[EXTRACT TO READ — start]

A: CMS stated in its CY2008 OPPS Final Rule, published November 27, 2007, that it had no plans to develop a set of guidelines. The agency attributed this decision to its general satisfaction with the manner in which providers had been submitting clinic services over the past several years. CMS asked hospitals to continue using their own guidelines. The agency further stated it would continue to monitor for any aberrant billing patterns that might indicate the need for national guidelines in the future. However, CMS had no plans to implement specific national coding guidelines for E/M codes in provider based facilities at that time.
However, the same rule provided 11 general principles CMS believes hospitals should follow in developing their internal guidelines. A review of the principles available at 72 Federal Register 66805 states that guidelines should be based on facility resources rather than physician resources. Using physician E/M levels as the facility level could be problematic.
Other problems can occur when hospitals follow physician coding of an encounter. The definitions distinguishing between new and established are quite different and could produce a result in which a patient is new to one entity and established in the other. For example a patient referred from the facility’s ED could be new to the physician’s practice. The physician should bill a new patient E/M code. However the hospital must bill an established patient E/M code. The facility definition states that new patients may not have been registered as an inpatient or outpatient at the hospital in the previous three years.

[EXTRACT TO READ — finish]
[MATERIAL SHOWN — start]

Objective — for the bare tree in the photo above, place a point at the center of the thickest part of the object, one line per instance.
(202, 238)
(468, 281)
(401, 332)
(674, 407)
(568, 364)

[MATERIAL SHOWN — finish]
[MATERIAL SHOWN — start]

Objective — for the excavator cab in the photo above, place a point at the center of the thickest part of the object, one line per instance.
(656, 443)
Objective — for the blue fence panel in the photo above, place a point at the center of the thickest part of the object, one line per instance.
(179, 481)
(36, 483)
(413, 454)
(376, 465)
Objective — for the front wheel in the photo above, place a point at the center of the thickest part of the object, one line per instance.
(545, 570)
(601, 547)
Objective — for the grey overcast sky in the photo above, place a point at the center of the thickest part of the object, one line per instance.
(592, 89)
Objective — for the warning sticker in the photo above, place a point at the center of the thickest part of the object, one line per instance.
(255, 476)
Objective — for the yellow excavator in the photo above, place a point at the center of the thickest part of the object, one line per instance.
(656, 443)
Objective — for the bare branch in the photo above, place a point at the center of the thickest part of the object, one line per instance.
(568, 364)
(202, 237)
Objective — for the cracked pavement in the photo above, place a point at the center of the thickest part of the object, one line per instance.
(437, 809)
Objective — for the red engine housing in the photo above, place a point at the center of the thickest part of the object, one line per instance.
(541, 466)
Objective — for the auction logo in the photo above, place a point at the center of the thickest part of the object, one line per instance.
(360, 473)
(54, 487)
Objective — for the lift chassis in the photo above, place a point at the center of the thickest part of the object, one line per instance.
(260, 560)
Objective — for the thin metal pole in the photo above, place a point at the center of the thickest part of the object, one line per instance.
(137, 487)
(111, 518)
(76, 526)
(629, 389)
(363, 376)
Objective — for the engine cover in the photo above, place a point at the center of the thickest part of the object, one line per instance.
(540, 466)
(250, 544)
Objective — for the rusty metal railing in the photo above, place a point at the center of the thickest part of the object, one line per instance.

[MATERIAL SHOWN — finish]
[MATERIAL SHOWN — start]

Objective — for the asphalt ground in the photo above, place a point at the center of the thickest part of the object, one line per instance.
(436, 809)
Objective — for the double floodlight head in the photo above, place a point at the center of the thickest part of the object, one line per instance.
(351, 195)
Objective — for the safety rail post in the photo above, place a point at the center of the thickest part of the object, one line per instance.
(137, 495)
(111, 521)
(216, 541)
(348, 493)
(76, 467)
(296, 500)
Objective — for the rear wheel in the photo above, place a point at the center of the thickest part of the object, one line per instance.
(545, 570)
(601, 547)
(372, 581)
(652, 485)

[MATERIAL SHOWN — finish]

- **WORK TO BE COMPLETED**
Continue the passage on hospital evaluation and management coding guidelines from where it stops.

- **ANSWER BOX**
A similar issue exists with modifier -25. The definition of modifier -25 is the same for both entities, but documentation relied upon is much different. Documentation must demonstrate that the facility provided significant and separately identifiable services to qualify for a separate E/M code with modifier -25. At times the physician’s services may reach this threshold while the facility services may not.
CMS did not provide a deadline because it appears to have assumed hospitals already had been following their own guidelines. With that in mind, we encourage you to read the pertinent sections of the final rule and develop your own E/M guidelines for facility services as you deem appropriate.